Work to complete: Show every line in the records below that contains the word "skirt", copying each such line in full.
(begin)
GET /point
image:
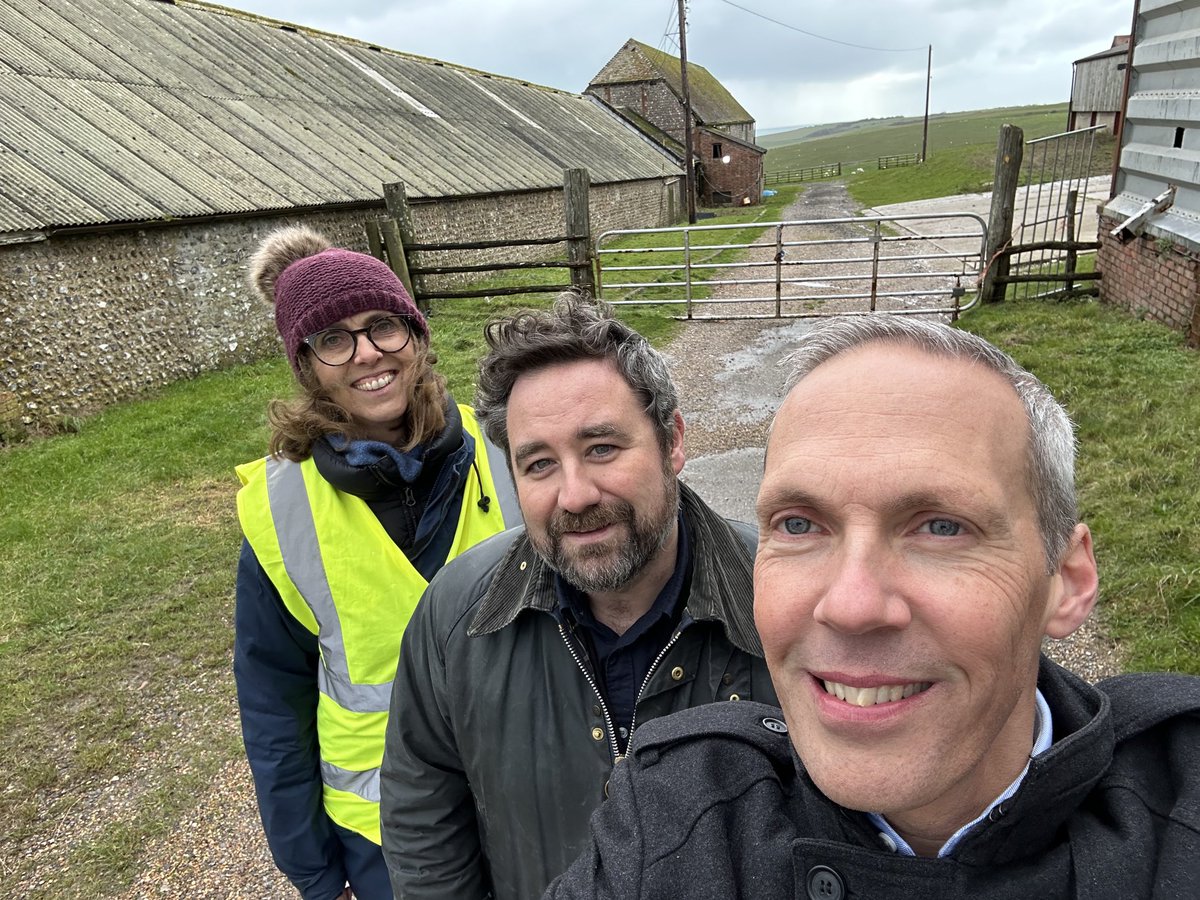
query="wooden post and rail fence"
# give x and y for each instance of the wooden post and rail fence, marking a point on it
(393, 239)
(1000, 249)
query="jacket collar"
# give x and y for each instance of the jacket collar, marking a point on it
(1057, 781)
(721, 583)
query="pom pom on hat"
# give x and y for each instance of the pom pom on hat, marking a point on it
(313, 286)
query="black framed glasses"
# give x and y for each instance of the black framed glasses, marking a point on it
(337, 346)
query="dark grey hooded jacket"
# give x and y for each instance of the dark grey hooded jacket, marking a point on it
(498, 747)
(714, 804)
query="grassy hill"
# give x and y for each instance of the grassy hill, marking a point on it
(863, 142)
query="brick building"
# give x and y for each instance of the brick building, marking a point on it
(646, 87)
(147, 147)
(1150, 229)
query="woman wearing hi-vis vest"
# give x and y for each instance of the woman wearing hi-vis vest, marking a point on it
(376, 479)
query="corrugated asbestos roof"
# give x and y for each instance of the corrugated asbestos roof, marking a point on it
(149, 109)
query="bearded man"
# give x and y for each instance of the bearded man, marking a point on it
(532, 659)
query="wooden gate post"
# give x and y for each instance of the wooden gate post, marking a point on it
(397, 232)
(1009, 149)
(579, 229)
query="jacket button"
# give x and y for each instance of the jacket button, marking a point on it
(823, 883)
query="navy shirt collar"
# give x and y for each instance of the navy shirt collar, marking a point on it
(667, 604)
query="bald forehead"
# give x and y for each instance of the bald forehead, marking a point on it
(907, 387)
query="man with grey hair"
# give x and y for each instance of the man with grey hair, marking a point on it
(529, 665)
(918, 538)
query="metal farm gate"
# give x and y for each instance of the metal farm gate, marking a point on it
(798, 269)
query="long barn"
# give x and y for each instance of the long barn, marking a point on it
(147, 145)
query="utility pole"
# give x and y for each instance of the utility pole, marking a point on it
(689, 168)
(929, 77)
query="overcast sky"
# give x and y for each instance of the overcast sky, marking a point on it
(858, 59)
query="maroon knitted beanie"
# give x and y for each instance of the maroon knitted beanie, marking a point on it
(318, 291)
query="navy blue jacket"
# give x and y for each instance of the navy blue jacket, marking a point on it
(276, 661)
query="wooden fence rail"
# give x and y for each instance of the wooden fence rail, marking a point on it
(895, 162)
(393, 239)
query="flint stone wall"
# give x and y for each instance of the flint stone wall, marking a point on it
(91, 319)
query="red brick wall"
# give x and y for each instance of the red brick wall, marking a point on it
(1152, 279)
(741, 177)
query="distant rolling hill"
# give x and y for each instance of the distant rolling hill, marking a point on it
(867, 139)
(end)
(begin)
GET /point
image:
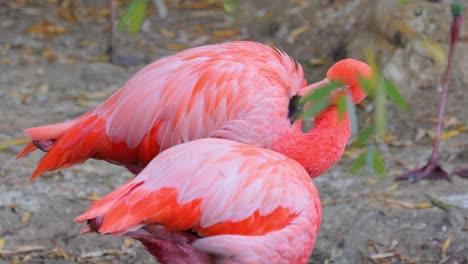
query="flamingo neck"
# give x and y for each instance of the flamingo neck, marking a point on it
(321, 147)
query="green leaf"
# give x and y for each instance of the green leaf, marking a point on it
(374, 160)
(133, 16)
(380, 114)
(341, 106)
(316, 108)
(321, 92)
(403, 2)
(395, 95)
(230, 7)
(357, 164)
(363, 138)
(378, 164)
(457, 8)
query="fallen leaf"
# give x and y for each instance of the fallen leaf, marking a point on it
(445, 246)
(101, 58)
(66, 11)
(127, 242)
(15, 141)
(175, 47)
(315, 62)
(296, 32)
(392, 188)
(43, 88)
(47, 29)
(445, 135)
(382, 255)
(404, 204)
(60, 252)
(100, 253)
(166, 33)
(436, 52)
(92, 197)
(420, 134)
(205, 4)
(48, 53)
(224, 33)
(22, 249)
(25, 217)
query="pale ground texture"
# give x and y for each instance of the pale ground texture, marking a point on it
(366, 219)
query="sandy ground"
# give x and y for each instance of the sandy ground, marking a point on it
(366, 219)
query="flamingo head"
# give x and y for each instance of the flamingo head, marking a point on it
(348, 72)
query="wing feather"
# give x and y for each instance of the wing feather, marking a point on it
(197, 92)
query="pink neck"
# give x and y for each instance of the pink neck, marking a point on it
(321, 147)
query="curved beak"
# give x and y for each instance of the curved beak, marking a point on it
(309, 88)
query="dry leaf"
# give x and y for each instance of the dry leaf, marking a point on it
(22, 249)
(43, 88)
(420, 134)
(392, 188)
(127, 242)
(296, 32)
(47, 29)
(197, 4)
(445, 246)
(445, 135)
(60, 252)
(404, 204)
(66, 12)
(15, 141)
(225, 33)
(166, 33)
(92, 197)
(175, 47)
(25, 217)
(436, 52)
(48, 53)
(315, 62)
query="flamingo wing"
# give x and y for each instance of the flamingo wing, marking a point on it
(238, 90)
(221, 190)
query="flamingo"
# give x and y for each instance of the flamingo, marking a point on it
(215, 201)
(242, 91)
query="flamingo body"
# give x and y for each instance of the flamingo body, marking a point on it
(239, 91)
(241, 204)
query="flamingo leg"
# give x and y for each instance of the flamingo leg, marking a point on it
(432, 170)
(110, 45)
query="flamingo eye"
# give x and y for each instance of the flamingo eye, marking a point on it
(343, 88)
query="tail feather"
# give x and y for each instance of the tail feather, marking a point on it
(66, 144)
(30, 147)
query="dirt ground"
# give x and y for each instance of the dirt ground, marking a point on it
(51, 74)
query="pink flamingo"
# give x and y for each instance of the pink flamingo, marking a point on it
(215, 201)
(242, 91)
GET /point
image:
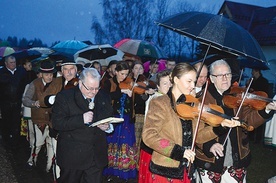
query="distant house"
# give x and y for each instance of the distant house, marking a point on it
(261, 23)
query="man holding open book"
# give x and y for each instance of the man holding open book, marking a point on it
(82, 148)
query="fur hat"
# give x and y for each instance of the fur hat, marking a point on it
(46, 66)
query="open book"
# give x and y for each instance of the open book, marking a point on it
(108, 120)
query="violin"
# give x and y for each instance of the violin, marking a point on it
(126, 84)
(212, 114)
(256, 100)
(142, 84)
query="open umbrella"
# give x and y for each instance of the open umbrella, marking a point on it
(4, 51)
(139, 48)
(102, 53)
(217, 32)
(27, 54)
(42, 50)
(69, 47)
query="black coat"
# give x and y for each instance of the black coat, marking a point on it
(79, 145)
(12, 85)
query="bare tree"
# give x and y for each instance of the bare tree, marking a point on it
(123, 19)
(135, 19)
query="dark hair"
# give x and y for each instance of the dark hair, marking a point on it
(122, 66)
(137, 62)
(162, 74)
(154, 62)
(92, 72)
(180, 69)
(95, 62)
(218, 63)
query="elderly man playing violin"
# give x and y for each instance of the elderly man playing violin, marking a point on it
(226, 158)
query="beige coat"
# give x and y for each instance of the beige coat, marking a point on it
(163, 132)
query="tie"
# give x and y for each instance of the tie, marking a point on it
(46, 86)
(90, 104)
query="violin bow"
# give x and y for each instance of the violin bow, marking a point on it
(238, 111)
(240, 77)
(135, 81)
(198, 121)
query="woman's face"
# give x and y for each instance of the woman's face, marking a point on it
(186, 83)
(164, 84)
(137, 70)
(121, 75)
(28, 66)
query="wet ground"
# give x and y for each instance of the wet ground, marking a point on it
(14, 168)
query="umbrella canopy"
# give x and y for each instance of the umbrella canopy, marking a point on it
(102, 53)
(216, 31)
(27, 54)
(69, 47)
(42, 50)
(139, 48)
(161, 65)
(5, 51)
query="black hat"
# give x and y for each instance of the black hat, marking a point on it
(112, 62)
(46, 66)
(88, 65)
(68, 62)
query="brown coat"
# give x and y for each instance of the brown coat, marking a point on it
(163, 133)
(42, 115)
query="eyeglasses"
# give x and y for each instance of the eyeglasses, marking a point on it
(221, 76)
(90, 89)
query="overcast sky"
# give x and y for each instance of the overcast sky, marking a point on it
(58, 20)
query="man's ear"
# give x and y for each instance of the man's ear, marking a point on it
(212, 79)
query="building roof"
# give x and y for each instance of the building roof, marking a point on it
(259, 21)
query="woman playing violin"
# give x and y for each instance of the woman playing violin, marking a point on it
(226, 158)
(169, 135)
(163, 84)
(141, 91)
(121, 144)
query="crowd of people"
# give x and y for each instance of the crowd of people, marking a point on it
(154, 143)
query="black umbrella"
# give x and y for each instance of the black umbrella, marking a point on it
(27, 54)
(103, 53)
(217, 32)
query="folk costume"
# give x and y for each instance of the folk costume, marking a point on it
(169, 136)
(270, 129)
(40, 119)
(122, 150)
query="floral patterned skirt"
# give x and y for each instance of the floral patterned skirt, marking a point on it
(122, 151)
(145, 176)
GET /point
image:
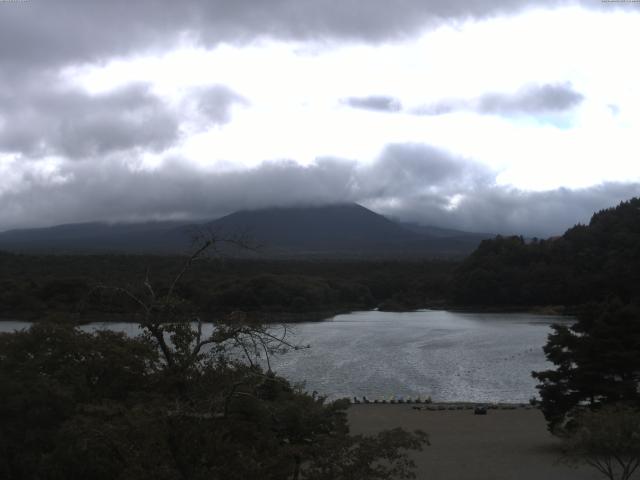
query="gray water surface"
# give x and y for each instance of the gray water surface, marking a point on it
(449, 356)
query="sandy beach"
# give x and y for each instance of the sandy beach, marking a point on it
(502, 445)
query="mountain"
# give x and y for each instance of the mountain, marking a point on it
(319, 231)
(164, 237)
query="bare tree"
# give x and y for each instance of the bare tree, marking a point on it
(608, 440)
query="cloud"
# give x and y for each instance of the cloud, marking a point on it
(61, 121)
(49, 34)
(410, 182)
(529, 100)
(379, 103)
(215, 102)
(end)
Response to this task:
query="floral patterned skirt"
# give x and y for each instance of the floral patterned skirt, marking a point on it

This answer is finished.